■ Required task A
Pick out each line of the entries that contains the string "segment", copying it unchanged. Case counts.

■ Given text
# # # #

The women in the novel are, in fact, not happy in their new situations (and neither are the men).

The novel criticizes the political apathy of so many young women in the 1980s and suggests that by ignoring sexism they contributed to the rise to power of the extreme right wing. It is clear that Offred blames herself/women for colluding in their own suppression when she says: “We lived as usual, by ignoring. Ignoring isn’t the same as ignorance, you have to work at it” (p.66). Women’s collusion in their own oppression consists partly of taking the gains their mothers acquired for them through the women’s liberation movement for granted. Our friend remembers how she and her past life so the struggle for equality as successful, and no longer necessary. She laughs at her mother’s feminism and at Moira who writes an essay on date rape. We also see how she made an active effort to ignore sexism in favor of love and acceptance from men. She pretends to laugh with Luke at Serena Joy’s television sermons about how women should stay at home: “We thought she was funny. Or Luke thought she was funny, I only pretended to think so. Really she was a little frightening” (56). Her laughter is a way of signaling that she does not pose a threat. She does not want to be seen as a feminist. (Simone de Beauvoir points out that heterosexual women’s oppression is complex - love and marriage tie them to the gender that oppresses them. Offred’s psychology reveals how central sexual desire and love is to human motivation. After her love affair with Nick has started, she no longer dreams of escaping Gilead. Like her mother said, it’s “amazing what people can get used to, as long as there are a few compensations” (283). (What is the significance of Offred’s comments about the mistress of a nazi who ran a concentration camp (p. 154-154)?).

# # # #

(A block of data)
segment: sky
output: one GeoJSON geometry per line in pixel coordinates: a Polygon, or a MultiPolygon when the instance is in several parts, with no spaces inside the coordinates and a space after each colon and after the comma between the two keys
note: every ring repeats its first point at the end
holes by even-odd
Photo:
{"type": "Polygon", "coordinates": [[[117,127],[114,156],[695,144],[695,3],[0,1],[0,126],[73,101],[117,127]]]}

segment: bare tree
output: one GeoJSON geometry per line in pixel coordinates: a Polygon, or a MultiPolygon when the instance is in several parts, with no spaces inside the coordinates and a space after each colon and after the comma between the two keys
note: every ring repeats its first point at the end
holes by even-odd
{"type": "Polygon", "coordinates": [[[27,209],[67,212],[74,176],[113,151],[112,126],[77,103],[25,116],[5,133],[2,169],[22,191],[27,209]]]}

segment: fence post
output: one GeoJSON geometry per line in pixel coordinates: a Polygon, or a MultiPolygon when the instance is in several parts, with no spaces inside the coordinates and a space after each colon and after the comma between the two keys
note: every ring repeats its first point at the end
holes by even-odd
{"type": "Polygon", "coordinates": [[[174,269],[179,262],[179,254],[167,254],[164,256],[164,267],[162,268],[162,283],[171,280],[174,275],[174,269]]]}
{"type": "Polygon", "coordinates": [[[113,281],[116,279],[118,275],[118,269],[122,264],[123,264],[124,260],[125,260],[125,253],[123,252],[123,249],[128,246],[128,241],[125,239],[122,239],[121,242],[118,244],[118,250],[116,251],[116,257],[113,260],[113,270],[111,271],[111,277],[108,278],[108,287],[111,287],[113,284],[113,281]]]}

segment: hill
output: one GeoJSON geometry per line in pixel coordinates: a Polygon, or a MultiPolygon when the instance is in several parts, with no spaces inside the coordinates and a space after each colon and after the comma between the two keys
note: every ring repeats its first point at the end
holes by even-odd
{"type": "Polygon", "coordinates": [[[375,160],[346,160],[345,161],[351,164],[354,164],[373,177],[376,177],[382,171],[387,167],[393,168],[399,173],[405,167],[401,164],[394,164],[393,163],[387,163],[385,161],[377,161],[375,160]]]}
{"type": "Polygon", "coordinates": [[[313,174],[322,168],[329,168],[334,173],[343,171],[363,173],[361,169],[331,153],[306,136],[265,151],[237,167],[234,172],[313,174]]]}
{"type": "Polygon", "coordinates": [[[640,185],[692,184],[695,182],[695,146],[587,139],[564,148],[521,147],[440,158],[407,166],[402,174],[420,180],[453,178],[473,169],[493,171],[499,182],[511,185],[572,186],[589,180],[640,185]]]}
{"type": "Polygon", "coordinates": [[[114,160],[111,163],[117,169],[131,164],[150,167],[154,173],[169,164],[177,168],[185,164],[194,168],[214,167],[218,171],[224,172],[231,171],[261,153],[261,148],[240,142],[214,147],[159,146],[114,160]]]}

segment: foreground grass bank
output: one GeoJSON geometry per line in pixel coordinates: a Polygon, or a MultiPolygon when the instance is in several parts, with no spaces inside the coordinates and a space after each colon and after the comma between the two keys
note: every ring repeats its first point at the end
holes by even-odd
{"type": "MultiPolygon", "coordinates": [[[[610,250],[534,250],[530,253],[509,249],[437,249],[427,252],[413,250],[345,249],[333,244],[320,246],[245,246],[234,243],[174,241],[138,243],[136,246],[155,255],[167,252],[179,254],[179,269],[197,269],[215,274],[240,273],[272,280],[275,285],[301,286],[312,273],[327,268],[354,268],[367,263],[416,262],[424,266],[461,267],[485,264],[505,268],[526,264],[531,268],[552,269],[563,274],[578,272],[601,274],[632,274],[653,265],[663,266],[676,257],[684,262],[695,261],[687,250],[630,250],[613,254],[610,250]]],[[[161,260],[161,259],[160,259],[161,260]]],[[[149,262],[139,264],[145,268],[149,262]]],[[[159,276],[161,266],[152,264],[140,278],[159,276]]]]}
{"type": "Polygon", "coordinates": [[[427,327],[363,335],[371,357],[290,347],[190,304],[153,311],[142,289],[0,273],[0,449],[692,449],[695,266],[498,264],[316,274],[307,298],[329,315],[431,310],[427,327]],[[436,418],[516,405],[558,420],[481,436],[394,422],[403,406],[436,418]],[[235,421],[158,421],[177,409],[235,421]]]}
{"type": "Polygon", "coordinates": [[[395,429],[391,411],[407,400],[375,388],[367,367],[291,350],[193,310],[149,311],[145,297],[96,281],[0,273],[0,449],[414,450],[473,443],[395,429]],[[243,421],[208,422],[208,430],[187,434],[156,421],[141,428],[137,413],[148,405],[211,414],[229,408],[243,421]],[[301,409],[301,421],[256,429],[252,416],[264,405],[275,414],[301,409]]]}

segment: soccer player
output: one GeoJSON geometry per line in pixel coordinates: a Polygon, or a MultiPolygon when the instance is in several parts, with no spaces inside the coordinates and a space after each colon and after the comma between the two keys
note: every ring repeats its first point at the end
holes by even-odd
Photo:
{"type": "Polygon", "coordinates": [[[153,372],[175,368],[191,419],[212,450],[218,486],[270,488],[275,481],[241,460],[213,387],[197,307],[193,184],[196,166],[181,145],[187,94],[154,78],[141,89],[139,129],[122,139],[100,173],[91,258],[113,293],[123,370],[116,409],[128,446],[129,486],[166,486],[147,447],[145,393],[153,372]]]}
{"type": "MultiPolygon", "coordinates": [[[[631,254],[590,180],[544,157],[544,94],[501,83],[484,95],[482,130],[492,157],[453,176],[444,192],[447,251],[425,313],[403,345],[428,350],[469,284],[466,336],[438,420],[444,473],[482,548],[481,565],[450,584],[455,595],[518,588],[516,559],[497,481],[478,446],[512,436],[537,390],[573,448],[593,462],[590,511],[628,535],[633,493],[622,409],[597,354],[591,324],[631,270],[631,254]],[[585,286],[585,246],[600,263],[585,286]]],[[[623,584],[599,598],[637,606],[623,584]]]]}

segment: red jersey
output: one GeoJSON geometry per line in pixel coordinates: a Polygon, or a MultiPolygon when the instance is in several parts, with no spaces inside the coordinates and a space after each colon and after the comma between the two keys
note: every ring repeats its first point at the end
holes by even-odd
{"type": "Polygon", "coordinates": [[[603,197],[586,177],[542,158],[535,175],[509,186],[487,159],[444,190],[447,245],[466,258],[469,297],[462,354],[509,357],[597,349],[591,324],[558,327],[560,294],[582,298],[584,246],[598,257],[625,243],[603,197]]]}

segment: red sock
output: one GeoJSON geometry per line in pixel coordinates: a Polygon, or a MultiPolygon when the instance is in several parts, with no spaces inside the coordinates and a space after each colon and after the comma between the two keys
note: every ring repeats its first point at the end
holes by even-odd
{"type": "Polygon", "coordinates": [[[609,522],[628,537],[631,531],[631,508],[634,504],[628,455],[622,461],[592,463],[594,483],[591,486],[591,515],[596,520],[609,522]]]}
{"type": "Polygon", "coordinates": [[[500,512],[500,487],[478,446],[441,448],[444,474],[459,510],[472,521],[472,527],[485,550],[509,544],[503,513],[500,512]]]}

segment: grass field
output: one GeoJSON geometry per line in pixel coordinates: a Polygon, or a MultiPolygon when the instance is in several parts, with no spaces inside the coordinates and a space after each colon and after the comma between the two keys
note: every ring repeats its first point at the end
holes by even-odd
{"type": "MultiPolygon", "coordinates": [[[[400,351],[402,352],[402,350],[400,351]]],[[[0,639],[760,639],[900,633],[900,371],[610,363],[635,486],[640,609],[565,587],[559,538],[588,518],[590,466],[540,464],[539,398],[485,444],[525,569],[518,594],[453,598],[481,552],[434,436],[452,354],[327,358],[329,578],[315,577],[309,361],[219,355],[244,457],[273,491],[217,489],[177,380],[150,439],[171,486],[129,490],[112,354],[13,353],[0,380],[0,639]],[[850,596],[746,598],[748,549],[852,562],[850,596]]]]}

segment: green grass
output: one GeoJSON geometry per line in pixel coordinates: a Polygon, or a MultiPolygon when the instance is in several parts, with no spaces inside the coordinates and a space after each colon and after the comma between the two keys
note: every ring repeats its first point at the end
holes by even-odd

# # # #

■ Required task B
Write the next part of the passage on women's complicity in the novel, picking up after its final sentence.

■ Exercise result A
segment: sky
segment: bare tree
segment: fence post
segment: hill
segment: foreground grass bank
segment: soccer player
segment: red jersey
segment: red sock
segment: grass field
segment: green grass

■ Exercise result B
Ideological hardlines/absolute truths/black and white divisions are criticized in the novel. Gilead’s absolutism leaves no room for choice, freedom, variety, individuality, emotion or love. This is true for both men and women. There is even a critique of certain feminist ideologies, e.g. Offred’s mother; a radical feminist who takes part in book burnings; this act is symbolically presented as an act of violence: Offred remembers imagining that it is “parts of women’s bodies” they were burning (49). The chanting and ecstatic facial expressions of her mother’s friends when they are burning pornography is described in a way that brings to mind the zeal of the brainwashed in Gilead. The imagery used in the scene is intended to make us aware of the danger of strategies like censorship. Also, her mother dreamt of a women’s society, but her rhetoric of sisterhood has backfired.